JVM parameters: -server -Xmx12g -Xms12g -XX:NewSize=6g -XX:MaxNewSize=6g -XX:MaxDirectMemorySize=16g -XX:+UseConcMarkSweepGC -XX:+PrintGCDetails -XX:+PrintGCTimeStamps -Duser.timezone=UTC -Dfile.encoding=UTF-8

druid.host=(machine B ip)

druid.port=8083

druid.service=historical

druid.processing.numThreads=15

druid.historical.cache.useCache=true

druid.historical.cache.populateCache=true

druid.server.http.numThreads=50

druid.server.maxSize=300000000000

druid.segmentCache.locations=[{“path”: “/tmp/druid/zk_druid”, “maxSize”: 300000000000}]

overlord (not running middle manager):

JVM parameters:

druid.host=(machine B ip)

druid.port=8090

druid.service=overlord

Thanks in advance for any help!

index_realtime_000C7221A34CA9DD8444662FFFB2EFD0_2016-02-17T00%3A00%3A00.000Z_0_0.log (134 KB)

this seems the task was interrupted, i am not sure what caused that ! did you send a cancel task ?

No, didn’t send any cancel task.
I’ve just pushed it to tranquility and collected the logs.

The task is stuck as RUNNING, even after the exception.

Hi Rodrigo, do you see this happen often or was this only with the 1 task?

Hi Fangjin,

It happened to every task I submitted via tranquility http server (I tried different configurations and different data sources).

I connected to zookeeper via zkCli and saw that the segments were under /druid/segments but the /druid/loadQueue was empty.

I tried also to running on instance of the middlemanager and saw on the indexing service web console that the worker was showing there as available and then allocated to my task.

On the indexing service console, the tasks hangs as running for like 1hour and then goes to the “completed” bucket but no segments were correctly created.

I checked on my task temp directories /tmp/task and the files for the task are there…

I really can’t figure out what part I’m missing.

Thanks for the help!

You likely have misconfiguration in your setup. Can you attach a task log?

Hi All ,

Any resolution for this error ?? I’m also seeing exact same error during ingestion via tranquility server .

Thank you .

For the “tasks hangs as running for 1hour and then goes to ‘completed’” thing, try checking out: https://github.com/druid-io/tranquility/blob/master/docs/trouble.md#no-data-is-showing-up-in-druid-even-though-events-seem-to-be-successfully-sent

Biswajit, is that what you’re seeing too? If not could you describe what you’re seeing in more detail?

Hi Guys,

Sorry for the late reply… I ended up upgrading my version to 0.9.0.rc3 and everything started working…

Thanks for the support!

+++

* [Task description]: Duplicate the forum thread on stuck Druid tasks from "No, didn’t send" up to and including "the 1 task?".

+++

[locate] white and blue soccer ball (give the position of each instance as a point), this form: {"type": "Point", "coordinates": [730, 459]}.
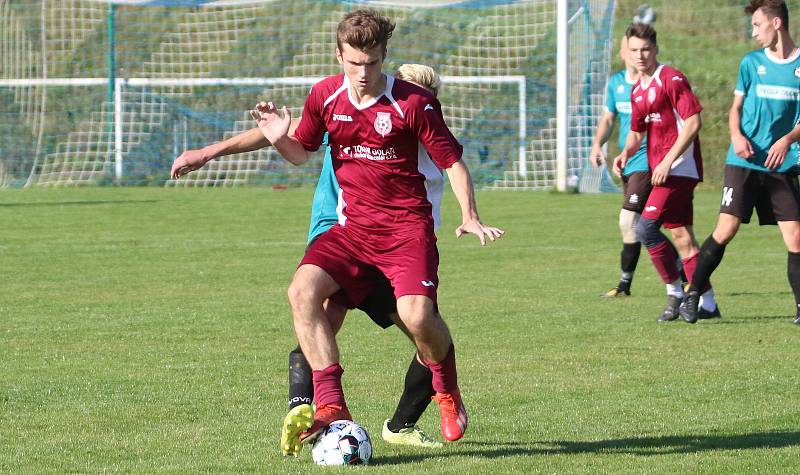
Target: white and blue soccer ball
{"type": "Point", "coordinates": [342, 443]}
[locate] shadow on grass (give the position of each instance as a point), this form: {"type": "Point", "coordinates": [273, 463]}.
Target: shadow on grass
{"type": "Point", "coordinates": [76, 203]}
{"type": "Point", "coordinates": [738, 321]}
{"type": "Point", "coordinates": [748, 293]}
{"type": "Point", "coordinates": [644, 446]}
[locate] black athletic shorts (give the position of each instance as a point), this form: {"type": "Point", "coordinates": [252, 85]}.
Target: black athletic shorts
{"type": "Point", "coordinates": [636, 188]}
{"type": "Point", "coordinates": [775, 196]}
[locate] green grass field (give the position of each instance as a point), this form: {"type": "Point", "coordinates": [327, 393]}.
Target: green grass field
{"type": "Point", "coordinates": [147, 330]}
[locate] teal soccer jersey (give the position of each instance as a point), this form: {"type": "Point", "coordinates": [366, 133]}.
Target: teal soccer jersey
{"type": "Point", "coordinates": [618, 102]}
{"type": "Point", "coordinates": [325, 208]}
{"type": "Point", "coordinates": [771, 107]}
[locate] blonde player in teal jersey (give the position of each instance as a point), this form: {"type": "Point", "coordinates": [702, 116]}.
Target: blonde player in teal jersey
{"type": "Point", "coordinates": [761, 165]}
{"type": "Point", "coordinates": [636, 174]}
{"type": "Point", "coordinates": [380, 306]}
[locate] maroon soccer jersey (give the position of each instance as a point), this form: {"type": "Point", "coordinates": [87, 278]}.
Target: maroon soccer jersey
{"type": "Point", "coordinates": [660, 109]}
{"type": "Point", "coordinates": [375, 148]}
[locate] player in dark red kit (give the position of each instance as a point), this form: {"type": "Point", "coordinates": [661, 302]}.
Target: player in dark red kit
{"type": "Point", "coordinates": [664, 108]}
{"type": "Point", "coordinates": [377, 127]}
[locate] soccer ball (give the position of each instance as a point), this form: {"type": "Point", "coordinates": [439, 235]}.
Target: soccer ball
{"type": "Point", "coordinates": [342, 443]}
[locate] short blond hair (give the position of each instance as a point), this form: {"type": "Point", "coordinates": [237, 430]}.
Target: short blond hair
{"type": "Point", "coordinates": [425, 76]}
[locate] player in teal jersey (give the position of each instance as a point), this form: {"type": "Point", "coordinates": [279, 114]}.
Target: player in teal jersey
{"type": "Point", "coordinates": [636, 175]}
{"type": "Point", "coordinates": [760, 173]}
{"type": "Point", "coordinates": [380, 305]}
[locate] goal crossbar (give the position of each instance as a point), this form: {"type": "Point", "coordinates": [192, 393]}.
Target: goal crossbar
{"type": "Point", "coordinates": [121, 83]}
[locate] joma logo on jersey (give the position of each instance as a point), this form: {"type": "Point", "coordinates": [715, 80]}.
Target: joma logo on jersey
{"type": "Point", "coordinates": [652, 117]}
{"type": "Point", "coordinates": [383, 123]}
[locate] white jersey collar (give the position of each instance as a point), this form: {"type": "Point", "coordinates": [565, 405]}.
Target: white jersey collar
{"type": "Point", "coordinates": [365, 105]}
{"type": "Point", "coordinates": [795, 54]}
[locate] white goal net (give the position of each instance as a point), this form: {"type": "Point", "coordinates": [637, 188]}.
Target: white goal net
{"type": "Point", "coordinates": [97, 92]}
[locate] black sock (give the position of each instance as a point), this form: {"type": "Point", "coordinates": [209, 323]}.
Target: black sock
{"type": "Point", "coordinates": [301, 386]}
{"type": "Point", "coordinates": [629, 257]}
{"type": "Point", "coordinates": [708, 259]}
{"type": "Point", "coordinates": [417, 392]}
{"type": "Point", "coordinates": [793, 271]}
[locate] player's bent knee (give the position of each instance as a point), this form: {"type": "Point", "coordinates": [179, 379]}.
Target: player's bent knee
{"type": "Point", "coordinates": [627, 225]}
{"type": "Point", "coordinates": [649, 232]}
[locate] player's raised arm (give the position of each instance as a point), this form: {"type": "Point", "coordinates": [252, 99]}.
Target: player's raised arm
{"type": "Point", "coordinates": [275, 126]}
{"type": "Point", "coordinates": [247, 141]}
{"type": "Point", "coordinates": [194, 159]}
{"type": "Point", "coordinates": [461, 182]}
{"type": "Point", "coordinates": [741, 145]}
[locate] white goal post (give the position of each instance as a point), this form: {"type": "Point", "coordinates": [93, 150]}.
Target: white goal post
{"type": "Point", "coordinates": [119, 125]}
{"type": "Point", "coordinates": [96, 92]}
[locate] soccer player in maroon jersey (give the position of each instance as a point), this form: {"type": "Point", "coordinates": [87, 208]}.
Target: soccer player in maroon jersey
{"type": "Point", "coordinates": [377, 125]}
{"type": "Point", "coordinates": [664, 108]}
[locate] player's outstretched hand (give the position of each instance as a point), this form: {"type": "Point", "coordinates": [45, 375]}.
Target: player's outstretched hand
{"type": "Point", "coordinates": [777, 153]}
{"type": "Point", "coordinates": [273, 125]}
{"type": "Point", "coordinates": [596, 156]}
{"type": "Point", "coordinates": [188, 161]}
{"type": "Point", "coordinates": [480, 230]}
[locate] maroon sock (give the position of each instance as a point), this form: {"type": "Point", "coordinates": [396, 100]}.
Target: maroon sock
{"type": "Point", "coordinates": [665, 261]}
{"type": "Point", "coordinates": [445, 377]}
{"type": "Point", "coordinates": [689, 265]}
{"type": "Point", "coordinates": [328, 385]}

+++

* [Written answer]:
No, didn’t send any cancel task.
I’ve just pushed it to tranquility and collected the logs.

The task is stuck as RUNNING, even after the exception.

Hi Rodrigo, do you see this happen often or was this only with the 1 task?